### LISTING
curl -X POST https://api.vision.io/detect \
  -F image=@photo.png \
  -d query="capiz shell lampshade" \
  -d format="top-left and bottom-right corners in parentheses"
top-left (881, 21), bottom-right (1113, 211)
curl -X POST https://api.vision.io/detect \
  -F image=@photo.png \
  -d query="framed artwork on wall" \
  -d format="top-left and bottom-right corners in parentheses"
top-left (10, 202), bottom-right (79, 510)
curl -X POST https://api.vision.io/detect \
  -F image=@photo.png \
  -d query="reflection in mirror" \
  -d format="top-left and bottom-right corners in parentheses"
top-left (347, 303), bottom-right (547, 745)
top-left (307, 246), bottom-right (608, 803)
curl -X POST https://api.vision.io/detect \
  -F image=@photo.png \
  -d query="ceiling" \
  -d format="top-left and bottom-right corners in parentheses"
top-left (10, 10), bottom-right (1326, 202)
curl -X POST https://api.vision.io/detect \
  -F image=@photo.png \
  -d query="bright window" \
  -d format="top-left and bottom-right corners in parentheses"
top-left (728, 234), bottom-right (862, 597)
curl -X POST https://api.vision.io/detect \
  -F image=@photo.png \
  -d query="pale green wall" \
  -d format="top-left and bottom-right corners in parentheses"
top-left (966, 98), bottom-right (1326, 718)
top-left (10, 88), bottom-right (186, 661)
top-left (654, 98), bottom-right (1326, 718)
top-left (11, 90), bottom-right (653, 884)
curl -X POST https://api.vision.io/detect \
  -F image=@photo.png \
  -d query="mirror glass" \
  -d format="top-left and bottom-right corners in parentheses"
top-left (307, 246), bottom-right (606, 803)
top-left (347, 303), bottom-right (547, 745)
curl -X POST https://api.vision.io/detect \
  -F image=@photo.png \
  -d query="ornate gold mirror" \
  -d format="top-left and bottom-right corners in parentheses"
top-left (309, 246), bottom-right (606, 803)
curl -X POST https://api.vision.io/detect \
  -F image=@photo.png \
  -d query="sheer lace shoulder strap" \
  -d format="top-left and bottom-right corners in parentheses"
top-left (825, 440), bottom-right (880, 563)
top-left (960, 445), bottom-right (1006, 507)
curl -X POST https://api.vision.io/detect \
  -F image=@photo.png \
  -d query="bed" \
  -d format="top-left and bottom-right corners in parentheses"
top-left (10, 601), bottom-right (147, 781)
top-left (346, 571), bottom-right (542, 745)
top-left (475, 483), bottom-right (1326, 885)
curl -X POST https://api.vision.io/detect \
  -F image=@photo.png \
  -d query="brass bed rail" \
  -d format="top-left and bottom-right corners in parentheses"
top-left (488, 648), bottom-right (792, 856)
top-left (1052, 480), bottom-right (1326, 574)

### EXERCISE
Rewrite the material from its first line up to and including the line with "top-left (960, 445), bottom-right (1006, 507)", swapping "pale green wall" for "pale blue wall" and leaving everything else unchanged.

### TASK SOLUTION
curl -X POST https://api.vision.io/detect \
  -F image=@photo.png \
  -d query="capiz shell lampshade" \
  -d format="top-left and bottom-right corners in parentheses"
top-left (881, 21), bottom-right (1113, 211)
curl -X POST https://api.vision.io/detect \
  -F image=@photo.png \
  -d query="framed artwork on wall" \
  -d format="top-left and bottom-right corners in parentheses"
top-left (10, 202), bottom-right (79, 510)
curl -X POST https://api.vision.io/detect \
  -F image=@photo.png \
  -d query="reflection in mirror" \
  -d format="top-left and bottom-right corners in parentheses"
top-left (347, 303), bottom-right (547, 745)
top-left (307, 246), bottom-right (608, 803)
curl -X POST https://api.vision.io/detect \
  -F image=@photo.png \
  -d query="ceiling" \
  -d format="top-left and bottom-right corners in parentheses"
top-left (10, 10), bottom-right (1326, 202)
curl -X POST https://api.vision.io/detect \
  -F image=@photo.png \
  -d query="bright window" \
  -d format="top-left and bottom-right corners in parentheses"
top-left (728, 234), bottom-right (862, 597)
curl -X POST https://api.vision.io/detect \
  -F image=@photo.png \
  -d query="pale blue wall" \
  -d format="top-left and bottom-right corners in parentheses"
top-left (966, 98), bottom-right (1326, 718)
top-left (10, 88), bottom-right (186, 661)
top-left (654, 98), bottom-right (1326, 718)
top-left (11, 90), bottom-right (653, 884)
curl -X POST https://api.vision.io/detect \
  -F image=@photo.png \
  -d query="mirror glass" \
  -d format="top-left and bottom-right corners in parentheses"
top-left (307, 246), bottom-right (606, 803)
top-left (347, 303), bottom-right (547, 745)
curl -X POST https://api.vision.io/detect \
  -F image=@photo.png \
  -d query="ornate gold mirror" \
  -d format="top-left and bottom-right corners in parentheses"
top-left (309, 246), bottom-right (606, 803)
curl -X POST https://api.vision.io/detect \
  -F image=@photo.png \
  -d query="sheer lace shoulder strap" \
  -d format="top-left and bottom-right corners in parentheses"
top-left (825, 440), bottom-right (880, 563)
top-left (960, 445), bottom-right (1006, 507)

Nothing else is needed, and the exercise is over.